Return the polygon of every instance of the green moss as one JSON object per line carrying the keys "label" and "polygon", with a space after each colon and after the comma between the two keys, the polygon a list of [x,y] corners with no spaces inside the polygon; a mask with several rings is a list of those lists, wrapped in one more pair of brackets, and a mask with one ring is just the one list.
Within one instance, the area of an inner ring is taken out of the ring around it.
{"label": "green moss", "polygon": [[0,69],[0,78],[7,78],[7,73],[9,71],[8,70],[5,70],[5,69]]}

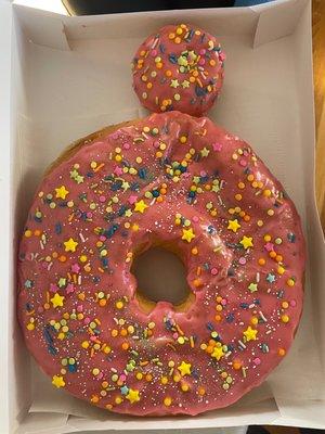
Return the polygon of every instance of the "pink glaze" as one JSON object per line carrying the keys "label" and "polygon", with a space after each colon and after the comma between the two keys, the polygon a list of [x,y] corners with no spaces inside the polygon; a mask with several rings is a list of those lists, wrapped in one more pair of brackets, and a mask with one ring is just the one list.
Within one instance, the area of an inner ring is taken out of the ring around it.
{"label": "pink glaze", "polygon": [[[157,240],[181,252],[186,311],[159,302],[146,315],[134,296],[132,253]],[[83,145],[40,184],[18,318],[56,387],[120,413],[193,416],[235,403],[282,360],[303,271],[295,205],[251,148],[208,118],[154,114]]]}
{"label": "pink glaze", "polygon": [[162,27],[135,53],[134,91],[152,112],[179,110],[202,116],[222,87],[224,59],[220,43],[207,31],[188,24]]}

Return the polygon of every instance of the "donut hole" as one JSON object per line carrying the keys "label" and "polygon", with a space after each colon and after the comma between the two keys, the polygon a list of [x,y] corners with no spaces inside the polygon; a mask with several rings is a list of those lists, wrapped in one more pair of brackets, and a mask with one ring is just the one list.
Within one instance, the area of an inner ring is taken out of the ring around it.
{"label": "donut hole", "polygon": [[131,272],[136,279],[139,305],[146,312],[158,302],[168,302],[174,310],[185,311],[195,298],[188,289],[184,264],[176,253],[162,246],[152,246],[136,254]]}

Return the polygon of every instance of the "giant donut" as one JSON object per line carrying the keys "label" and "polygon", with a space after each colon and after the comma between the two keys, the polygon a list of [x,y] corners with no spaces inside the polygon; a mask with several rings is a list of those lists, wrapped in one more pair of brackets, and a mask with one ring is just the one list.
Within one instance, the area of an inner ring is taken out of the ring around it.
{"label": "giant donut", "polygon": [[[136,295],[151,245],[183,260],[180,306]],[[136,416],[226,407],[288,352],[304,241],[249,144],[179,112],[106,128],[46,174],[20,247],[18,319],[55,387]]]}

_ _ _ _ _

> TASK DIRECTIONS: Please identify every line of the material above that contains the string "moss", treating case as significant, and copy each of those lines in full.

> RESULT FOR THIS TASK:
Return the polygon of every instance of the green moss as one JSON object per line carrying the keys "label" and "polygon", with a space after each colon and after the comma between the two keys, the polygon a list of [x,y] corners with no spaces inside the polygon; a mask with several rings is a list of those lists, wrapped in one more pair of brackets, and a mask with one ring is just the one list.
{"label": "green moss", "polygon": [[0,69],[0,78],[7,78],[7,73],[9,71],[8,70],[5,70],[5,69]]}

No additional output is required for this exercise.